REQUIRED WORK:
Render every entry verbatim.

— start of INPUT FOR THIS TASK —

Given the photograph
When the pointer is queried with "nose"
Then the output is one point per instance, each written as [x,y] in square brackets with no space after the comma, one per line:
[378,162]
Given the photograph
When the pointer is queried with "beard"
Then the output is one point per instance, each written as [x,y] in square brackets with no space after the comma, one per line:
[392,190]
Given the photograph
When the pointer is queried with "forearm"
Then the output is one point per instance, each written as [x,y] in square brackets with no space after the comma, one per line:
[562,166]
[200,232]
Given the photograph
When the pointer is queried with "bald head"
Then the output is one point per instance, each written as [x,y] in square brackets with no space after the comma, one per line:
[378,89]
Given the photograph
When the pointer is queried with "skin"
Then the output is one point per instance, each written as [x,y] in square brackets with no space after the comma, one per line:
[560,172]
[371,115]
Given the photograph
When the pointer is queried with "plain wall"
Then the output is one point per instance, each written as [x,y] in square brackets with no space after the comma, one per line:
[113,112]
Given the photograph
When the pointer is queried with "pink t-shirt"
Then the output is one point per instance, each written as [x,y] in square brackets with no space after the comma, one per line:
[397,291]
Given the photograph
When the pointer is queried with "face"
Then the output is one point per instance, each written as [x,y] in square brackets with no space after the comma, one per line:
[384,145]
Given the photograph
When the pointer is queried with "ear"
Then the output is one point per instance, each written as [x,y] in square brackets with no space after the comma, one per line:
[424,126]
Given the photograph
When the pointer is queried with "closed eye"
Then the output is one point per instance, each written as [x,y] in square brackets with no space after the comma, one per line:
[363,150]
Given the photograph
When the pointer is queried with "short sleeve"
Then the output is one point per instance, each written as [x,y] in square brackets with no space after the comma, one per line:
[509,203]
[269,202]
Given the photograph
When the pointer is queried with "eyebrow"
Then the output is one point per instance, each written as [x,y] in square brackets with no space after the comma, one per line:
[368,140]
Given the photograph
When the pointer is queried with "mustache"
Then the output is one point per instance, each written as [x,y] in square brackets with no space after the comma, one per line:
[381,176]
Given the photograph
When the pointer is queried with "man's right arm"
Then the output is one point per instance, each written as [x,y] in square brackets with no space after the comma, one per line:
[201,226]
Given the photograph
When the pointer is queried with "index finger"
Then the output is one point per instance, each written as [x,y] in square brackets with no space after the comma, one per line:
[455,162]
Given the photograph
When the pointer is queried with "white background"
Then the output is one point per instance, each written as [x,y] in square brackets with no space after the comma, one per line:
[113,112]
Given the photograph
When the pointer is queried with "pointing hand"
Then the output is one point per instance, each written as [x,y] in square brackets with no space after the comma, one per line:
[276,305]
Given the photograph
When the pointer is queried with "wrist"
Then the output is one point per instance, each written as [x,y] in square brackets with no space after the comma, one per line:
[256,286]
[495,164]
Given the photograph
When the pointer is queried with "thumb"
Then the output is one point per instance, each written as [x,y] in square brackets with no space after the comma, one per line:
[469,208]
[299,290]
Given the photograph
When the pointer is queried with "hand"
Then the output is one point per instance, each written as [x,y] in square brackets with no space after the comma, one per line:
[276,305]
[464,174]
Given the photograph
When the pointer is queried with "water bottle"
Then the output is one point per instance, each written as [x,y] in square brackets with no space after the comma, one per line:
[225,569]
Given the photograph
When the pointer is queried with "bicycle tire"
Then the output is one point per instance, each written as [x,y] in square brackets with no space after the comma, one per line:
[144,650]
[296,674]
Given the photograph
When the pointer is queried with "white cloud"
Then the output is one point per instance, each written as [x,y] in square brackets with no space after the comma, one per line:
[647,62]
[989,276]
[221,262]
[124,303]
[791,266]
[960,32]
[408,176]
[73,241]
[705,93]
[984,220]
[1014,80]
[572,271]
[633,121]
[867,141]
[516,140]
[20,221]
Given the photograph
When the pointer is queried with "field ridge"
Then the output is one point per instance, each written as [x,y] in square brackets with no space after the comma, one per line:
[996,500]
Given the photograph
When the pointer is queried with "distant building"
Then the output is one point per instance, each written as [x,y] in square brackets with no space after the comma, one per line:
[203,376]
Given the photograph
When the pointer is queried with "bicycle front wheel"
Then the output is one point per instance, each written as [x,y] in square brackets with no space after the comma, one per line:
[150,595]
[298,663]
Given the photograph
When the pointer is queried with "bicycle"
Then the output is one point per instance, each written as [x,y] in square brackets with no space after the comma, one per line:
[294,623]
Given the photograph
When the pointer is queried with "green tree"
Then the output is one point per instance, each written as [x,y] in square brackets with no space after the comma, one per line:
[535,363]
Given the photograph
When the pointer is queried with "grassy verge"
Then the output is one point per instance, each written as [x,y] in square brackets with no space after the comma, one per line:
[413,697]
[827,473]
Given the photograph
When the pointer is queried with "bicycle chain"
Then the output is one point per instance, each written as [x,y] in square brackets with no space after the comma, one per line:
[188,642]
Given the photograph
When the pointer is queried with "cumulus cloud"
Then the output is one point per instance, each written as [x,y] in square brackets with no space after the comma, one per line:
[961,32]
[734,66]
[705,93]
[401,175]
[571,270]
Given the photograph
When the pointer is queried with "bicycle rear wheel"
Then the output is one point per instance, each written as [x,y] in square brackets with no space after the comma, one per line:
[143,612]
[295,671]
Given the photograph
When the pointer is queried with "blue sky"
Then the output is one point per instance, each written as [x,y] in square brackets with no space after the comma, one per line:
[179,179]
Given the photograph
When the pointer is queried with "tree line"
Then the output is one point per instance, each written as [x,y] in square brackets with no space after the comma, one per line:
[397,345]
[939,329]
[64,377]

— end of INPUT FOR THIS TASK —

WRITTEN ANSWER:
Given the photograph
When the pointer is queried with "nose"
Then the output is one point per instance, each written as [x,y] in square brackets with no space after the comma, one per line:
[378,162]
Given the photograph
When the pointer is queried with "beard"
Then the output is one point per instance, each written as [x,y] in square brackets with no space after the comma, one per line:
[392,190]
Given the photograph
When the pointer is queried with "forearm"
Then the output is one point per instance, each written as [x,y] in square brackets with no space after the comma, one per line:
[562,166]
[200,232]
Given the photograph
When the pointer is queried with "bald head"
Then the output is one point per instance, each written as [x,y] in square brackets with no space after the comma, one per line:
[378,89]
Given the photograph
When the pointer is queried with "skin"
Then the output is one point per instance, each written as [x,y] in square brackets with no space after the comma, one per line:
[560,172]
[371,115]
Given the photograph
When the pointer is queried with "plain wall"
Then the output is one point per instance, each written as [x,y] in square brackets with no space after the comma, one per line:
[113,112]
Given the photograph
When the pointer is queried with "pink t-shirt"
Then the output is one point per instance, each written as [x,y] in square brackets with no space after the comma, one per line:
[397,291]
Given the photograph
When the pointer is queried with "face"
Then the output is one point per instance, each written as [x,y] in square brackets with no space after the comma, one per line:
[384,145]
Given the photograph
When the pointer is queried with "ear"
Then the output is one point per instance, each written as [x,y] in square brackets with no space after the comma, one per line:
[424,126]
Given the photograph
When the pointer is queried with "closed eye"
Then the output is one point per instance, each written as [x,y] in square brackets with no space after the comma, one per line:
[363,150]
Given the photograph
When the pointer is queried with "short sleeve"
Then the output is one point per instance, each written as [x,y] in square brackets with no space after the comma, one per line:
[509,203]
[269,202]
Given the photograph
When the pointer is queried with "eyebrow"
Then the output is one point per instance, each written as [x,y] in square brackets with no space after the comma, one per line:
[368,140]
Given the photograph
When the pointer is queried with "mustache"
Then the output is one point per instance, each written as [x,y] in square brackets with no space after the comma, one per line:
[381,176]
Given the photograph
When the pointer is queried with "man's right arm"
Then the output is one point per instance, each written as [x,y] in square brackets with no space after the comma, one per line:
[201,226]
Given the photograph
When the pointer is queried with "index finger"
Then the output is one point per instance, each written as [x,y] in square brackets with no space after the comma, one per line:
[455,162]
Given the photograph
When the pointer is queried with "white background"
Then the output is one point per instance, each written as [x,y] in square brackets with no space after the comma, one per line:
[113,112]
Given the photograph
When the pointer is queried with "pointing hand"
Then the output is one point per instance, each written as [x,y] in square brackets with no space after the comma, one per line:
[276,305]
Given the photograph
When the pointer is queried with "wrist"
Then the output is one point per instance, each written as [x,y] in square brackets with no space after the comma, one per line:
[256,286]
[495,164]
Given the photograph
When the pointer is queried with "thumb"
Then the output is one point per instance, each written as [x,y] in square brackets with no space after the comma, one per line:
[469,208]
[299,290]
Given the photograph
When the pointer is queried with "hand"
Then the output is one point per instance, each written as [x,y] in square brackets with no space after the comma, one per line:
[276,305]
[464,174]
Given the photograph
When the pointer is queried with "water bottle"
Then the output is one point per instance, each written as [x,y] in square brackets with no space after the comma, one per line:
[225,569]
Given the photograph
When the pointer is queried with "bicycle tire"
Then the output is one point per instance, each written as [x,y] in square brackets with no space after the comma, one per line:
[144,650]
[296,674]
Given the photograph
When the pointer is queried with "white cloud"
Then the output is one point per instance, each written as [x,y] in square brackets with no space after the comma, one per line:
[647,62]
[989,276]
[221,262]
[124,303]
[791,266]
[960,32]
[408,176]
[73,241]
[705,93]
[984,220]
[1014,80]
[572,271]
[633,121]
[867,141]
[516,140]
[20,221]
Given the photograph
When the pointer is queried with "field ridge"
Then the output is one point per instance, each written as [x,y] in square brackets with no space after the comma, one per line:
[996,500]
Given the photograph
When the pointer is queried with "distant building"
Then the output is one point per instance, each written as [x,y] in square brackets with no space after the comma, one per line:
[203,376]
Given the photograph
When the pointer is queried with "bicycle front wheel"
Then the output is one point per instance, each written as [x,y] in square brackets with no space after the comma, one per line:
[150,595]
[298,663]
Given the photograph
When the pointer is queried with "bicycle"
Then the output is one point per instance, each written as [x,y] in square brackets with no space after the comma, one per line:
[294,623]
Given the photograph
When the pointer is queried with "green tree"
Then the output is one point per instance, each written as [x,y] in square brackets with no space after the comma, one per line:
[535,363]
Given the photograph
When the pointer is queried with "grassy verge"
Then the output is one point per instance, each written as [x,y] in square brackets with no space after the comma, one per line:
[413,697]
[827,473]
Given the photograph
When the pointer is queried with "bicycle chain"
Then the output is one point per instance, each written as [x,y] in square brackets with no space after the comma, one per line:
[188,642]
Given the photograph
When the pointer is queried with "cumulus cloud"
Then the output is one point per instance, each written as [x,y] in square brackets with no space after the comma, one per line:
[961,32]
[734,66]
[705,93]
[401,175]
[571,270]
Given the photograph
When the pointer is queried with "bicycle rear wheel"
Then the output is one point per instance, each written as [x,y] in square brackets with no space after the comma, one per line:
[143,612]
[295,671]
Given the photograph
When the pointer is queried with "blue sky"
Then the output is one point per instance, each written as [x,y] in square brackets with no space after the comma, one per line:
[179,179]
Given the photograph
When the pointer is queried with "tree line"
Then the output is one point per instance, each written as [x,y] in square brackets with no space after the comma, one per line:
[397,345]
[939,329]
[64,377]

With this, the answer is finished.